» Set exercise a
Write out the passage on silica sample preparation word for word, from "The disk-like samples" to "and sintered samples.".

— Begin Passage shown —

The disk-like samples obtained from the above-described synthesis are not pure silica but likely contain a significant amount of organic residues within the mesopore walls and on the mesopore surface like the structurally similar SBA-15.50 To prepare samples without organic residues, some disks were subjected to a calcination step at 500 °C for 3 h at ambient atmosphere. This post-treatment removes the organic residues and introduces microporosity into the sample.37,52 To obtain samples exhibiting no organic residues and reduced microporosity, some of the already calcined sample material was sintered at 750 °C for 15 min at ambient atmosphere. Hence, we obtain three samples with distinctive thermal histories, which are denoted in the following as as-prepared, calcined and sintered samples.

To prevent irreversible changes of the porous silica structure upon water adsorption, the as-prepared and calcined samples were aged at 74% relative humidity and 50 °C for 3 weeks. The sintered sample was subjected to repeated water adsorption cycles until the adsorption isotherms became reproducible. Eventually, all samples were conditioned for 2 days in a mixture of 91.95 wt % water (H2O) and 8.05 wt % heavy water (D2O) at ambient temperature. As a consequence, all solvent-accessible exchangeable H-groups in the samples were adapted to the H/D ratio of the Z-SLD water used as adsorbate in the in situ SANS experiments.

— End Passage shown —
— Begin Listed entries —

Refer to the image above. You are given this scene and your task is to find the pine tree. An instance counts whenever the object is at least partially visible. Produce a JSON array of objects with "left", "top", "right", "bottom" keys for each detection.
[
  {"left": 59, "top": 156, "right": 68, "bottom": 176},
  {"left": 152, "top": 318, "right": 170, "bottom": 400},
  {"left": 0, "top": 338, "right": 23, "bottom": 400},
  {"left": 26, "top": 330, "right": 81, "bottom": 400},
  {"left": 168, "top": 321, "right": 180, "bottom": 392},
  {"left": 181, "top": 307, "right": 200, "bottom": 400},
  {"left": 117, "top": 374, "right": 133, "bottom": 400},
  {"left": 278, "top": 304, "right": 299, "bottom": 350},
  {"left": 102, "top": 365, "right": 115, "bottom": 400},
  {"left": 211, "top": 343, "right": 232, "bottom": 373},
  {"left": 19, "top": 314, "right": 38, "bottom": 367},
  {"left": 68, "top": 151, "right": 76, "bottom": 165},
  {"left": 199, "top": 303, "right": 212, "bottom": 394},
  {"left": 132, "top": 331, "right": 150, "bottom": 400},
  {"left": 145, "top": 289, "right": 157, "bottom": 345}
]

— End Listed entries —

» Set exercise b
Reproduce the records with "pine tree" swapped for "oak tree", leaving everything else unchanged.

» Written answer a
The disk-like samples obtained from the above-described synthesis are not pure silica but likely contain a significant amount of organic residues within the mesopore walls and on the mesopore surface like the structurally similar SBA-15.50 To prepare samples without organic residues, some disks were subjected to a calcination step at 500 °C for 3 h at ambient atmosphere. This post-treatment removes the organic residues and introduces microporosity into the sample.37,52 To obtain samples exhibiting no organic residues and reduced microporosity, some of the already calcined sample material was sintered at 750 °C for 15 min at ambient atmosphere. Hence, we obtain three samples with distinctive thermal histories, which are denoted in the following as as-prepared, calcined and sintered samples.

» Written answer b
Refer to the image above. You are given this scene and your task is to find the oak tree. An instance counts whenever the object is at least partially visible. Produce a JSON array of objects with "left", "top", "right", "bottom" keys for each detection.
[
  {"left": 59, "top": 156, "right": 68, "bottom": 176},
  {"left": 152, "top": 318, "right": 170, "bottom": 400},
  {"left": 0, "top": 338, "right": 23, "bottom": 400},
  {"left": 26, "top": 330, "right": 81, "bottom": 400},
  {"left": 168, "top": 321, "right": 180, "bottom": 392},
  {"left": 181, "top": 307, "right": 200, "bottom": 400},
  {"left": 117, "top": 374, "right": 133, "bottom": 400},
  {"left": 278, "top": 304, "right": 299, "bottom": 350},
  {"left": 102, "top": 365, "right": 115, "bottom": 400},
  {"left": 211, "top": 343, "right": 232, "bottom": 373},
  {"left": 19, "top": 314, "right": 38, "bottom": 367},
  {"left": 68, "top": 151, "right": 76, "bottom": 165},
  {"left": 199, "top": 303, "right": 212, "bottom": 394},
  {"left": 132, "top": 331, "right": 150, "bottom": 400},
  {"left": 145, "top": 289, "right": 157, "bottom": 345}
]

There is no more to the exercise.